どちらのタイプにも、除菌力や使用方法の違う様々な商品があります。
コストや使用場面を考えながらご自身に合った商品を選びましょう。
この2つの専用の方法以外にも、市販の入れ歯用の洗浄剤を使うというやり方もあります。
専用の洗浄液と同程度の除菌効果で、漬け置きタイプとほぼ同じやり方で洗浄できます。
また、超音波洗浄機での洗浄も可能です。お手入れの時間がないという方は、購入を検討してみてください。
マウスピースの着色が気になる場合は、ハイターの使用もできます。
マウスピースを洗浄する頻度
水洗いは、基本的に毎日習慣的に行うよう心がけましょう。食事の際には外すのが一般的なため、食事が終わった後に洗います。
さらに、就寝前に何もつけず柔らかい歯ブラシでもう一度磨くのが理想です。洗浄剤を使うのは、1週間に1度程度で十分です。
水洗いと洗浄剤を組み合わせ、こまめに洗浄しましょう。

- 提供記録:
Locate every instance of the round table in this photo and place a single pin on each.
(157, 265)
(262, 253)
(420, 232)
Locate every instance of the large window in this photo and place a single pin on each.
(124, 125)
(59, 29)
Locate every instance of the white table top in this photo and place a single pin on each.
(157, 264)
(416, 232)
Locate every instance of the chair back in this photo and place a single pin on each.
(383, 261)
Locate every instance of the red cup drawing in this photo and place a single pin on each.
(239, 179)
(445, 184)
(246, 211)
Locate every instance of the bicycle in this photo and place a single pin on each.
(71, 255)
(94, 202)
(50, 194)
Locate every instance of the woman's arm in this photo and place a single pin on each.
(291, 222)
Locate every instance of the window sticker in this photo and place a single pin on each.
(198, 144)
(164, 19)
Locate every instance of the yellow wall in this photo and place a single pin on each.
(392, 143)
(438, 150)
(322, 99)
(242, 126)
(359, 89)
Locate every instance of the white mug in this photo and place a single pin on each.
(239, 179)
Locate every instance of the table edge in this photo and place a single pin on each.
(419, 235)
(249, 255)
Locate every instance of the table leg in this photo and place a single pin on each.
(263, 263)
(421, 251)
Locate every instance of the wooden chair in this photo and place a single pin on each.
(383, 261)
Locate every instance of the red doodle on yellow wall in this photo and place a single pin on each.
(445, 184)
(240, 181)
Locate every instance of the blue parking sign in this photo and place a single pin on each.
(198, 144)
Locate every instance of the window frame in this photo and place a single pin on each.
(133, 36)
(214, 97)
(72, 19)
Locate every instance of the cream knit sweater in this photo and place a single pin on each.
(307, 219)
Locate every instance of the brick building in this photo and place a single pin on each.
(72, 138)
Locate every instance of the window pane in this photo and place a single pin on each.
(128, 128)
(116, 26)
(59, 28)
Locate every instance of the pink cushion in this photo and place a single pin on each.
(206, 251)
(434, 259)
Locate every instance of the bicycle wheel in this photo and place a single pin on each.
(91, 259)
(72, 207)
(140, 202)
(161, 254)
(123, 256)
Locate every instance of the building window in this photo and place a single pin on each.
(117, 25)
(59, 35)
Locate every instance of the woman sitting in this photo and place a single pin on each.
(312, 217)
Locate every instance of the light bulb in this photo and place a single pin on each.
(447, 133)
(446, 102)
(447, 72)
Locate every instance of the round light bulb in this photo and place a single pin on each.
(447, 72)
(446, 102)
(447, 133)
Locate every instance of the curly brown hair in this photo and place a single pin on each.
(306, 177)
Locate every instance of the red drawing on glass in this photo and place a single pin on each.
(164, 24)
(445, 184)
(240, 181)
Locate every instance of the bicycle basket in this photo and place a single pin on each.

- 作業内容:
[1] マウスピースの洗浄についての本文によると、洗浄剤を使う頻度はどの程度で十分ですか。
[2] マウスピースの洗浄についての本文から、「専用の洗浄液と同程度の除菌効果で、漬け置きタイプとほぼ同じやり方で洗浄できます。」から「食事が終わった後に洗います。」までの部分をすべて、一字一句変えずに出力してください。

- 課題の解答:
[1] 1週間に1度程度で十分です。

[2]
専用の洗浄液と同程度の除菌効果で、漬け置きタイプとほぼ同じやり方で洗浄できます。
また、超音波洗浄機での洗浄も可能です。お手入れの時間がないという方は、購入を検討してみてください。
マウスピースの着色が気になる場合は、ハイターの使用もできます。
マウスピースを洗浄する頻度
水洗いは、基本的に毎日習慣的に行うよう心がけましょう。食事の際には外すのが一般的なため、食事が終わった後に洗います。